>> START Page text
Valuation of Long-Lived and Intangible Assets

The recoverability of these assets requires considerable judgment and is evaluated on an annual basis or more frequently if events or circumstances indicate that the assets may be impaired. As it relates to goodwill and indefinite life intangible assets, we apply the impairment rules in accordance with SFAS No. 142. As required by SFAS No. 142, the recoverability of these assets is subject to a fair value assessment, which includes several significant judgments regarding financial projections and comparable market values. As it relates to definite life intangible assets, we apply the impairment rules as required by SFAS No. 142, "Accounting for the Impairment of Long-Lived Assets and Assets to Be Disposed Of" which also requires significant judgment and assumptions related to the expected future cash flows attributable to the intangible asset. The impact of modifying any of these assumptions can have a significant impact on the estimate of fair value and, thus, the recoverability of the asset. The net carrying amount of goodwill is $195,247 ($20,000 related to Titus and $175,247 related to Expidoc) at July 31, 2003. Management believes the carrying value of goodwill will be recovered through future cash flows. 
 
Income Taxes

We recognize deferred tax assets and liabilities based on the differences between the financial statement carrying amounts and the tax bases of assets and liabilities. We regularly review our deferred tax assets for recoverability and establish a valuation allowance based upon historical losses, projected future taxable income and the expected timing of the reversals of existing temporary differences. During 2003 and 2002, we estimated the allowance on net deferred tax assets to be one hundred percent (100%) of the net deferred tax assets.

RESULTS OF OPERATIONS FOR THE THREE MONTHS ENDED JULY 31, 2002 COMPARED TO THE THREE MONTHS ENDED JULY 31, 2003

Revenues

Revenues increased by $8,273,997, or 73.1%, to $19,593,343 for the three months ended July 31, 2003, compared to $11,319,346 for the three months ended July 31, 2002. The growth in revenues is primarily attributable to the expansion and growth of AMRES primarily through the brokering of loans, and the growth of Expidoc.com. AMRES accounted for over 95% of consolidated revenues for both periods. AMRES, as did most of the mortgage industry, benefited greatly from the decline in interest rates over the last three months. Typically, as interest rates fall, the refinance market grows, expanding the market of interested borrowers beyond those borrowing for the purchase of their primary residence. During May 2003 and the early part of June 2003, interest rates were at near record lows. AMRES benefited from this market upturn, as they had the capacity in terms of people and infrastructure to accommodate the additional business. Management believes that a significant increase in interest rates could slow the rapid growth ANZA has experienced over the last two fiscal years. Beginning in late June of 2003, interest rates appeared to have bottomed out and actually started to rise at that point.
>> END Page text
>> START Supplied data
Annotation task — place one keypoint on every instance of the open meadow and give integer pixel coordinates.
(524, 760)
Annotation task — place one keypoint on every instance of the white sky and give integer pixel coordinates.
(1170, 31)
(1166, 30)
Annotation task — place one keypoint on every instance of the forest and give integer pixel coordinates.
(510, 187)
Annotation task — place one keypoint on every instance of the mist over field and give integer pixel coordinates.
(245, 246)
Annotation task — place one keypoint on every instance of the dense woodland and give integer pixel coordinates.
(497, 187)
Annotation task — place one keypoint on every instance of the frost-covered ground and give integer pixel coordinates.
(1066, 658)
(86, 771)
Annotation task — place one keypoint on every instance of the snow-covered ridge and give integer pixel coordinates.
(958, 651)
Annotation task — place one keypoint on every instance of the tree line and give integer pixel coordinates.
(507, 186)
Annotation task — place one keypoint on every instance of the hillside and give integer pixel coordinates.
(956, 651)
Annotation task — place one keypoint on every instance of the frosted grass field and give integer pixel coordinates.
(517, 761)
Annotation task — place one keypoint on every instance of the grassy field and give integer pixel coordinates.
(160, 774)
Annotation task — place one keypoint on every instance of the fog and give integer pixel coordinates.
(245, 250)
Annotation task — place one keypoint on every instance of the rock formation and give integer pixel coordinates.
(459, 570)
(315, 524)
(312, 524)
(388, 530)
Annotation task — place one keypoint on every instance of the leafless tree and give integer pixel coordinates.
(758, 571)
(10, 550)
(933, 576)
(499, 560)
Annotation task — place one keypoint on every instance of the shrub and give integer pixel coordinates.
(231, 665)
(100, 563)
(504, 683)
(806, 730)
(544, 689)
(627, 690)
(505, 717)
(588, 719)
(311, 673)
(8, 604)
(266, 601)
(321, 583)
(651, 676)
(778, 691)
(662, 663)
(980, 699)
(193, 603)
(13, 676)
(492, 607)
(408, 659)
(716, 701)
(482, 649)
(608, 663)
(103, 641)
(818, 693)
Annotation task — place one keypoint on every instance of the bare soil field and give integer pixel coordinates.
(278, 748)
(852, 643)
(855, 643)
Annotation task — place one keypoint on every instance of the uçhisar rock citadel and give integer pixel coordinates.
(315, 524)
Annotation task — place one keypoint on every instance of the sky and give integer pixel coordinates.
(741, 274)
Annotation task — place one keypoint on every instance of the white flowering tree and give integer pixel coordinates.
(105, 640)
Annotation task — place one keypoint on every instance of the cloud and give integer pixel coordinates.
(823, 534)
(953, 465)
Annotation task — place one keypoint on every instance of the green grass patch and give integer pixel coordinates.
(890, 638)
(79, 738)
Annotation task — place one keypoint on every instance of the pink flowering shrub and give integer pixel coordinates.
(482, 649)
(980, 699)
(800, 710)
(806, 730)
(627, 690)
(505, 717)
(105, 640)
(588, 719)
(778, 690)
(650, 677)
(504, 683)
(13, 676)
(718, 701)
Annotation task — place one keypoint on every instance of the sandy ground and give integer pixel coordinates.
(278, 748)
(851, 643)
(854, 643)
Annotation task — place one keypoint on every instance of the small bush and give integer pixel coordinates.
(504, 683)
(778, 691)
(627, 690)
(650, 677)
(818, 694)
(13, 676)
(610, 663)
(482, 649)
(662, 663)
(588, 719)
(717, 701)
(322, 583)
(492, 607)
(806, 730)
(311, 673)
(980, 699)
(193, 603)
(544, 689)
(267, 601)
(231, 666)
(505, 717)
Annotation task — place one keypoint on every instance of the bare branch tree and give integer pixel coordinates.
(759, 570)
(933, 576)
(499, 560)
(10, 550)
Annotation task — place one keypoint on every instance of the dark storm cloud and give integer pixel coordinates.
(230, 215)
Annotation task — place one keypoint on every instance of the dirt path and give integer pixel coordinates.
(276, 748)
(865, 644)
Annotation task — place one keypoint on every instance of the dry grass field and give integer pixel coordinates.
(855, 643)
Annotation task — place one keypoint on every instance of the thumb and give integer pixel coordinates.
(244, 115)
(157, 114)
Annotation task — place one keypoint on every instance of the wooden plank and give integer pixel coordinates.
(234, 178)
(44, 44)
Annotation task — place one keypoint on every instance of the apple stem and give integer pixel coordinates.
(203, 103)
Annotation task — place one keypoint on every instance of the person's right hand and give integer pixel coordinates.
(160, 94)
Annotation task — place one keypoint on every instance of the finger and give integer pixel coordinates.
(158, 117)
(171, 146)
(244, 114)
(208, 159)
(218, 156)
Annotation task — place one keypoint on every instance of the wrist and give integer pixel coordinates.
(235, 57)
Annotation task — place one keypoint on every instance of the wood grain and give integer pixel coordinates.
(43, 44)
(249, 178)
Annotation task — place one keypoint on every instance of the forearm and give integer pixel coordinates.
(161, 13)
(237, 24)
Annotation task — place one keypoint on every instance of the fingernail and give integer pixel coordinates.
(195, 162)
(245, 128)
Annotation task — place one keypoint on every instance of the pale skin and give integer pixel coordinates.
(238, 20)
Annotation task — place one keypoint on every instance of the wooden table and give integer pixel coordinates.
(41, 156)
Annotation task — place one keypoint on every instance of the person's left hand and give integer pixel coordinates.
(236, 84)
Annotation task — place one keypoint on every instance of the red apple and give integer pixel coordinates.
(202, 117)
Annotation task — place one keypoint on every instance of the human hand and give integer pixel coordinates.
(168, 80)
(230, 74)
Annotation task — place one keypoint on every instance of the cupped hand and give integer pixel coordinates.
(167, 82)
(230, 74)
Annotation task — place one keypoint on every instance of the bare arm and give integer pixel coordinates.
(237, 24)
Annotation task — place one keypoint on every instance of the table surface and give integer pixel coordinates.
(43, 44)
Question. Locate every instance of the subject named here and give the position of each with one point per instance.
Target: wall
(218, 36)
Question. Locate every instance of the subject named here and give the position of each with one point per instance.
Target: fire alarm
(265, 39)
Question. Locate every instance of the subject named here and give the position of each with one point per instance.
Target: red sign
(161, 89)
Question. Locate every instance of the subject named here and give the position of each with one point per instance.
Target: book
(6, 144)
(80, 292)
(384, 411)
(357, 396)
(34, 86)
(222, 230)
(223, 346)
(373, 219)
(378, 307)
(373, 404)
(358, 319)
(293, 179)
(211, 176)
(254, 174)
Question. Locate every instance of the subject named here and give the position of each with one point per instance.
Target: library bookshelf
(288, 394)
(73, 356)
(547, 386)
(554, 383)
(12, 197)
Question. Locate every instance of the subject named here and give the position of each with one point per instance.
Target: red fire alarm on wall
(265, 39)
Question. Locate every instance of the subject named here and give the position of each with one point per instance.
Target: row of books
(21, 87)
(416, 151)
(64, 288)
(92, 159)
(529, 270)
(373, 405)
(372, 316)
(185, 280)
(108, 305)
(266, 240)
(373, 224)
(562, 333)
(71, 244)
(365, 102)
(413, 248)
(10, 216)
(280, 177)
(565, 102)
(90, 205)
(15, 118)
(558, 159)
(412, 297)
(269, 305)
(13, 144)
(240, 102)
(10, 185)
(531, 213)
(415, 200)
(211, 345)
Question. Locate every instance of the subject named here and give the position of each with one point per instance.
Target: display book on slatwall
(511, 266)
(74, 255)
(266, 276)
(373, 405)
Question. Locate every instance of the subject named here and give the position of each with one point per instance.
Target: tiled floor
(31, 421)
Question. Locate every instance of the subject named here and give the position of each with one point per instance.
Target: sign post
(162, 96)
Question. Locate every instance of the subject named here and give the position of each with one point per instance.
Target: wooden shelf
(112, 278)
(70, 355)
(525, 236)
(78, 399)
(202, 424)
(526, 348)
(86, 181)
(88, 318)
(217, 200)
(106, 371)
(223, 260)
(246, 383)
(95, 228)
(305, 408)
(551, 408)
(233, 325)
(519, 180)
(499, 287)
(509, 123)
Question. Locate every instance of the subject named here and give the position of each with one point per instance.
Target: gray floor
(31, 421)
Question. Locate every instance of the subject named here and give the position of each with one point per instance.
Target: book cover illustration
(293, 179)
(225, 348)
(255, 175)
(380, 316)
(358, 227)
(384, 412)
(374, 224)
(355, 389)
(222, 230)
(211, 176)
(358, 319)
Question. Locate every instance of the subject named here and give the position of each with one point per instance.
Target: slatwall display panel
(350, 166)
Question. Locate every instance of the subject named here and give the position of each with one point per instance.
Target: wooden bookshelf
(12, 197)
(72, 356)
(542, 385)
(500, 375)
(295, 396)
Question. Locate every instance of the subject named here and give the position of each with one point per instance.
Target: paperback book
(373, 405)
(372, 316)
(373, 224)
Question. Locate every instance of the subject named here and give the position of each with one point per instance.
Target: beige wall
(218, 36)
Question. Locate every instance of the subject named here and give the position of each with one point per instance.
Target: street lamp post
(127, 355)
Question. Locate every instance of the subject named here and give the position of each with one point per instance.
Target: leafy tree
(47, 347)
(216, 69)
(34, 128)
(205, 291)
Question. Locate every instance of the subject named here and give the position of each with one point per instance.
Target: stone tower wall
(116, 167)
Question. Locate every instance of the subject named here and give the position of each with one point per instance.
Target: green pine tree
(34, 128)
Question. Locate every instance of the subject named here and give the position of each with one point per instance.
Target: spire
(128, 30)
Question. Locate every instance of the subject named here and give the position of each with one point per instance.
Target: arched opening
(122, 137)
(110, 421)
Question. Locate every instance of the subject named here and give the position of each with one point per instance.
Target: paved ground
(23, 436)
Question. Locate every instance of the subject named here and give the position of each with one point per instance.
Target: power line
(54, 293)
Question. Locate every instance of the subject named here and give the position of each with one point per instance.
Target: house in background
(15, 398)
>> END Supplied data
#### [The tasks]
**1)** Summarize the financial report excerpt in exactly two sentences.
**2)** Answer the following from the financial report excerpt:
(a) What was the net carrying amount of goodwill at July 31, 2003?
(b) At what percentage of net deferred tax assets was the allowance estimated during 2003 and 2002?
(c) What share of consolidated revenues did AMRES account for in both periods?
**3)** Extend the financial report excerpt with the material that would come after its final sentence.

#### [Final answers]
**1)** The recoverability of goodwill and intangible assets is evaluated at least annually through fair value assessments and cash flow assumptions that require significant judgment, and goodwill had a net carrying amount of $195,247 at July 31, 2003, while net deferred tax assets carried a 100% valuation allowance in 2003 and 2002. Revenues increased 73.1% to $19,593,343 for the three months ended July 31, 2003, mainly because of AMRES's growth in loan brokering amid falling interest rates and the growth of Expidoc.com.

**2)**
(a) $195,247
(b) One hundred percent (100%)
(c) Over 95%

**3)**
More significantly, the increase in loan production in the branch program at AMRES was the major contributor to the growth in revenue. AMRES was comprised of approximately 200 branches as of July 31, 2003, compared to over 300 branches as of July 31, 2002. We made a concerted effort to close certain net branches that were not producing an adequate volume in monthly loan production. This has allowed us to concentrate our resources on the best performing branches. For the three months ended July 31, 2003, the total revenue associated with the AMRES Branches was approximately $15.0 million, compared to total revenue associated with the AMRES Branches of $8.5 million for the three months ended July 31, 2002. The Net Branch program is expected to continue to be a primary growth vehicle in the future. In addition, the mortgage banking division of AMRES is expected to continue its expansion over the next several months.

 
  17  

 
 
Revenues for Expidoc also increased significantly, $809,619 for the period ended July 31, 2003 compared to $156,685 for the period ended July 31, 2002. The increase is primarily a result of Expidoc.com refocusing its market strategy to secure higher volume customers as compared to servicing many low-volume customers. This change in focus is evidenced by the securing of business with such customers as Ditech.com. Management believes this to be the best strategy to focus on, as it allows Expidoc to both benefit from economies of scale and provide the highest level of service to its customer base. Management realizes that the loss of any one significant customer could have a material negative impact on the growth and profitability of Expidoc. As such, we have begun a marketing campaign to acquire new customers and have increased our customer base to 15 as of July 31, 2003.
 
Bravorealty.com became operational in January of 2001. For the three months ended July 31, 2003, revenues declined slightly to $150,658 compared with revenues of approximately $206,374 for the period ending July 31, 2002. This decline can be attributed to our shift in focus to launch a franchise type model. We have reviewed the current model and have determined that a franchise type model will provide us the best opportunity to grow our real estate business quicker and with a higher degree of profitability. As such, during the current quarter, we invested capital and management resources in this venture. Continuing startup costs related to the franchise operations are not expected to be significant, and will be paid from the cash generated from our operations.

Revenues from Titus were not material for either period presented. Titus is currently not operating.

Costs of Revenues

Commissions are paid on oans funded. Commissions increased by $5,473,538 or 69.4%, for the three months ended July 31, 2003, to $13,365,223 from $7,891,685 for the three months ended July 31, 2002. This increase is primarily related to the increased revenues discussed above. As a percentage of revenue, the cost of revenue increased by 0.6%, to 72.7% compared to 72.1% for the three months ended July 31, 2003 and the three months ended July 31, 2002, respectively. This increase is attributable to a higher percentage of total loan volume being closed by the branch operations. We earn a flat percentage on all loans closed within the branch program (.375% of the total loan value, with a minimum fee of $550). By comparison, our split with the corporate branches fluctuates based on the level of monthly commissions, with AMRES earning a higher percentage of the total commission as the monthly revenue increases. Thus, in any period in which there is a larger percentage of revenue growth associated with the net branches, our total commissions expense would tend to be higher as a percentage of revenue.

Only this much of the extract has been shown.